Provided information:
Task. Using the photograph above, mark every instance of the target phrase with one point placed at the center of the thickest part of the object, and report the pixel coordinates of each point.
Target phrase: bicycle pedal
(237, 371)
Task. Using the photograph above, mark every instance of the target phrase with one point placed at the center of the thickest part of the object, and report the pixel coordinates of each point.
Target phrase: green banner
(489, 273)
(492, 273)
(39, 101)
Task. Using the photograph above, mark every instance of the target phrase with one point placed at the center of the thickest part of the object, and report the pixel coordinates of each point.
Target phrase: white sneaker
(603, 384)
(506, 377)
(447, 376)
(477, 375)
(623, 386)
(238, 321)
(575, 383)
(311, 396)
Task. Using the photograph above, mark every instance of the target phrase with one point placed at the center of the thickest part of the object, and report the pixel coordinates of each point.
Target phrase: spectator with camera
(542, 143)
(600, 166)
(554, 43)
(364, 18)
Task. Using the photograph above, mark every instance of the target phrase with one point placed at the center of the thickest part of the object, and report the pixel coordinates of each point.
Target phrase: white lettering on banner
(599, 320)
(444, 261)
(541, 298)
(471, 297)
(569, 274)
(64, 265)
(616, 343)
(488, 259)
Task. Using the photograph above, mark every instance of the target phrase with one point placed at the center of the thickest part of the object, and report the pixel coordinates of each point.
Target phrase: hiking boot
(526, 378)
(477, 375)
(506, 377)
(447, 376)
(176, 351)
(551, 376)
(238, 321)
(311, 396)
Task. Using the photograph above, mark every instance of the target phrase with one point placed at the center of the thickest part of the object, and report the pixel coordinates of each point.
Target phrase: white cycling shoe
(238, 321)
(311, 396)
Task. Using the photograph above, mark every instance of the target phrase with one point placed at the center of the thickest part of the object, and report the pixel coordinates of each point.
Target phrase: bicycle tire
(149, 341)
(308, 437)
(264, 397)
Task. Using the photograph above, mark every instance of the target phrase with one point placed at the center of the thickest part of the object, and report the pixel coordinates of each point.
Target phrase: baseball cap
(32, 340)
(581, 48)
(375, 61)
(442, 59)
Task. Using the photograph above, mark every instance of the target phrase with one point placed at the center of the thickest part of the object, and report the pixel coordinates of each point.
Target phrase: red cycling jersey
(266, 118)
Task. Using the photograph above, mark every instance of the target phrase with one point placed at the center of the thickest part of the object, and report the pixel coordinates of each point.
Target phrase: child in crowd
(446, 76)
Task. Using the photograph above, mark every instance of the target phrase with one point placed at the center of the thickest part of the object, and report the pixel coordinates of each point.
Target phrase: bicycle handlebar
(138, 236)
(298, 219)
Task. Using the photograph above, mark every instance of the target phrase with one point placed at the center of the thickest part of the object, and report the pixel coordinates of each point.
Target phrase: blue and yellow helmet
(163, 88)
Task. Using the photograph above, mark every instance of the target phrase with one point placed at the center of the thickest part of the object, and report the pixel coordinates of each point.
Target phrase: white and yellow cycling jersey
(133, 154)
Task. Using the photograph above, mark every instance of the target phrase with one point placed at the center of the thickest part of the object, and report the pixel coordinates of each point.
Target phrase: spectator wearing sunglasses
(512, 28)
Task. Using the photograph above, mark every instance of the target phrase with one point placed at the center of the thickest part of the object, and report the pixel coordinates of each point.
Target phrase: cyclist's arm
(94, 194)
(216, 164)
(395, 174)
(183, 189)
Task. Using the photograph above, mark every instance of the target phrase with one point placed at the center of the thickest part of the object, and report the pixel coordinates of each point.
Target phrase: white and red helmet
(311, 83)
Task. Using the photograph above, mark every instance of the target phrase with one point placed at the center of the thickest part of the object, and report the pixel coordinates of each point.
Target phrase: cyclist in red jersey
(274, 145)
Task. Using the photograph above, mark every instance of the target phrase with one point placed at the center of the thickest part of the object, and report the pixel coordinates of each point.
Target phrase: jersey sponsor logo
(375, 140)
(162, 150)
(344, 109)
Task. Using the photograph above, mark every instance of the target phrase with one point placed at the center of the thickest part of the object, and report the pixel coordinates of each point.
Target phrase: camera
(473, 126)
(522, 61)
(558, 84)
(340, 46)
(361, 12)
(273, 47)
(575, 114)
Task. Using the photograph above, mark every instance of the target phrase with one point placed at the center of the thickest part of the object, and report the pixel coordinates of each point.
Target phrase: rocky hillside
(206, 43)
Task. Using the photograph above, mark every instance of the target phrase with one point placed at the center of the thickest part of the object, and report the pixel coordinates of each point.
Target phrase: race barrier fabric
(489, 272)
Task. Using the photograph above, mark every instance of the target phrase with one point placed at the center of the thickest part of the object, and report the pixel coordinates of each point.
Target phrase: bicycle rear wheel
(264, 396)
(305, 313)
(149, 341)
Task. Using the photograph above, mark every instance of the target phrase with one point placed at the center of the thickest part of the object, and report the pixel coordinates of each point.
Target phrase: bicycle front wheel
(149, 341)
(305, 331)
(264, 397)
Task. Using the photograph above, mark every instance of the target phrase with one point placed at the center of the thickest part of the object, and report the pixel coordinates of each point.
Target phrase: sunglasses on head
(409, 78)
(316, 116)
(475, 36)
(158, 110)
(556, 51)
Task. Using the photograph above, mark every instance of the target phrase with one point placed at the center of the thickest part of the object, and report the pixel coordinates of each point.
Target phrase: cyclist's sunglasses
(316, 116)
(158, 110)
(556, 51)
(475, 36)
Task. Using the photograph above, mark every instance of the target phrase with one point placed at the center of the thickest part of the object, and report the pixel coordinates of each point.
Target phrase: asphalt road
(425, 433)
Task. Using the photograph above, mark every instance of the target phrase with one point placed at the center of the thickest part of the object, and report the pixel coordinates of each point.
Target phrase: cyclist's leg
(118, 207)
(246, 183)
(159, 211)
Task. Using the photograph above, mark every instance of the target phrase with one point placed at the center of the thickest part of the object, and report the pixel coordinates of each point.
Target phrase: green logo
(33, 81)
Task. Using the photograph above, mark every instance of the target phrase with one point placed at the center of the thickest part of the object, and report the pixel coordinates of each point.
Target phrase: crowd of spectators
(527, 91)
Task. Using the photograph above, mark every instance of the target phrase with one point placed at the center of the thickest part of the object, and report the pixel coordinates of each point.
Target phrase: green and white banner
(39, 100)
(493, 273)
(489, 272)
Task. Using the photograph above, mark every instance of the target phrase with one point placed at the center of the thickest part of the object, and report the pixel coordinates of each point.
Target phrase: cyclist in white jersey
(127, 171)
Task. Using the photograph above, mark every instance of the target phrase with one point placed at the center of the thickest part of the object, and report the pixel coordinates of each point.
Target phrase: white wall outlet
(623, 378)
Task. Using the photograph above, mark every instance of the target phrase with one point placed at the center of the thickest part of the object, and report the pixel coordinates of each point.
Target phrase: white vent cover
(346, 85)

Goal: Produce a verbatim transcription of the entries above.

Written response:
Task. Using the photograph above, mark every instance of the target phrase with one point placed at the center of the thickest part of the object, and report the pixel coordinates of each point.
Target phrase: bicycle pedal
(237, 371)
Task. Using the photograph above, mark every instance of the target phrase with one point placed at the center of the thickest part of the object, and report the pixel coordinates of each point.
Target phrase: green banner
(489, 273)
(492, 273)
(39, 101)
Task. Using the photograph above, mark every instance of the target phrase with one point placed at the center of the thickest part of the object, and report the pixel coordinates of each point.
Target phrase: white sneaker
(603, 384)
(506, 377)
(447, 376)
(477, 375)
(623, 386)
(238, 321)
(575, 383)
(311, 396)
Task. Using the photograph above, mark every instance of the target phrase with one point placed at the center of the thickest part of the object, and report the pixel coordinates of each point.
Target phrase: spectator with camera
(542, 143)
(600, 166)
(554, 43)
(364, 18)
Task. Using the photograph above, mark every instance of the target phrase with one point placed at the center of the thickest part of the object, and report the pixel coordinates of each point.
Target phrase: white lettering on banner
(599, 320)
(444, 261)
(541, 298)
(471, 297)
(569, 274)
(64, 265)
(616, 343)
(488, 259)
Task. Using the photograph above, mark every instance of the target phrase with one point placed at the center of the thickest part of the object, and report the pixel coordinates of each point.
Target phrase: hiking boot
(526, 378)
(477, 375)
(506, 377)
(447, 376)
(176, 351)
(551, 376)
(238, 321)
(311, 396)
Task. Using the photograph above, mark every instance of the target phrase with one point placed at the center of the thickest part of the object, and report the pixel coordinates of each point.
Target phrase: white cycling shoe
(238, 321)
(311, 396)
Task. Using the photograph above, mark every instance of the target phrase with one point placed at the center of the thickest part of the object, and report the pixel coordinates of each point.
Target phrase: bicycle tire
(149, 341)
(308, 437)
(264, 397)
Task. Using the photograph above, mark every instance of the target phrase with one point placed at the center of the thickest part of the object, and report the pixel coordinates of each point.
Target phrase: baseball cap
(32, 340)
(581, 48)
(375, 61)
(442, 59)
Task. Using the photograph above, mark every instance of the target phrase with one point placed at the center of the thickest part of the object, and report the pixel coordinates of each point.
Target phrase: red cycling jersey
(266, 118)
Task. Using the photograph above, mark every instance of the target phrase with one point placed at the center of the thickest part of the object, and report the pixel coordinates of each point.
Target phrase: child in crowd
(446, 76)
Task. Using the photograph above, mark every instance of the target phrase with one point placed at the center of the thickest part of the object, and report the pixel coordinates of each point.
Target phrase: bicycle handlebar
(138, 236)
(298, 219)
Task. Using the photograph above, mark every instance of the target phrase with one point placed at the center of the thickest part of the object, and report the pixel coordinates of each point.
Target phrase: blue and yellow helmet
(163, 88)
Task. Using the photograph above, mark every instance of the target phrase with one point placed at the center of the thickest part of the object, and report the pixel coordinates of each point.
Target phrase: white and yellow cycling jersey
(133, 154)
Task. Using the photograph above, mark every instance of the target phrase with one point placed at the center of the thickest part of the object, and report the pixel coordinates of each point.
Target phrase: spectator wearing sunglasses
(512, 28)
Task. Using the photograph above, mark every instance of the target phrase with one point placed at the center of the thickest part of the object, and report the pixel coordinates of each point.
Target phrase: cyclist's arm
(94, 194)
(216, 164)
(395, 174)
(183, 189)
Task. Using the photograph above, mark every instance of the target phrase with one point placed at the center of the thickest part of the object, and report the pixel coordinates of each point.
Target phrase: white and red helmet
(311, 83)
Task. Using the photograph above, mark every instance of the target phrase with one point placed at the center of the thickest part of the object, and report the pixel coordinates of each point.
Target phrase: cyclist in red jersey
(274, 145)
Task. Using the photograph above, mark every instance of the target phrase with one point placed at the center of the thickest part of the object, and report the pixel coordinates of each point.
Target phrase: jersey sponsor logo
(375, 140)
(162, 150)
(344, 109)
Task. Using the photograph above, mark every instance of the target phrase with one point placed at the center of the thickest part of the object, and report the pixel coordinates of each point.
Target phrase: camera
(473, 126)
(522, 61)
(558, 84)
(340, 46)
(361, 12)
(273, 47)
(575, 114)
Task. Using the photograph above, mark every instance of the target phrase with one point placed at the center of the thickest part of the object, and report the pixel coordinates of each point.
Target phrase: rocky hillside
(206, 43)
Task. Using the photograph above, mark every instance of the target phrase with one point placed at the center of the thickest part of the object, and report the pixel coordinates of each point.
Target phrase: race barrier fabric
(489, 272)
Task. Using the photograph above, mark every instance of the target phrase with one point placed at the center of the thickest part of the object, and report the pixel coordinates of each point.
Target phrase: bicycle rear wheel
(264, 396)
(305, 313)
(149, 341)
Task. Using the photograph above, mark every instance of the target phrase with one point placed at the center of the thickest part of the object, and report the pixel coordinates of each point.
Target phrase: bicycle front wheel
(149, 341)
(305, 331)
(264, 397)
Task. Using the photograph above, mark every instance of the target phrase with one point placed at the center of the thickest part of the object, and report the pixel coordinates of each point.
Target phrase: sunglasses on head
(409, 78)
(316, 116)
(475, 36)
(158, 110)
(556, 51)
Task. Using the photograph above, mark every instance of the target phrase with one point placed at the center of the thickest part of the object, and report the pixel coordinates of each point.
Target phrase: cyclist's sunglasses
(316, 116)
(158, 110)
(556, 51)
(475, 36)
Task. Using the photograph above, mark every instance of the target phrase with one point placed at the center of the thickest part of the object, and report the pixel coordinates of each point.
Target phrase: asphalt road
(425, 433)
Task. Using the photograph above, mark every instance of the target phrase with one point placed at the center of the thickest part of the object, and report the pixel coordinates of each point.
Target phrase: cyclist's leg
(118, 207)
(246, 183)
(159, 211)
Task. Using the photograph above, mark every instance of the target phrase with one point placed at the center of the thickest part of the object, and report the pixel coordinates of each point.
Target phrase: green logo
(33, 81)
Task. Using the photograph above, mark every instance of the target phrase with one point placed at the center of the thickest part of the object, and report the pixel coordinates of each point.
Target phrase: crowd of spectators
(527, 91)
Task. Using the photograph above, mark every instance of the target phrase with one point placed at the center of the thickest part of the object, and report the pixel coordinates of each point.
Target phrase: green and white banner
(39, 100)
(493, 273)
(489, 272)
Task. Using the photograph above, mark every instance of the target phrase with one point placed at the center of the thickest part of the object, and report the pixel coordinates of each point.
Target phrase: cyclist in white jersey
(127, 171)
Task. Using the photograph above, mark every instance of the target phrase with one point placed at the center of the thickest part of the object, and report the pixel coordinates of each point.
Target phrase: white wall outlet
(623, 378)
Task. Using the photograph above, mark every instance of the target phrase with one point placed at the center of the thickest part of the object, and report the pixel coordinates of each point.
Target phrase: white vent cover
(346, 85)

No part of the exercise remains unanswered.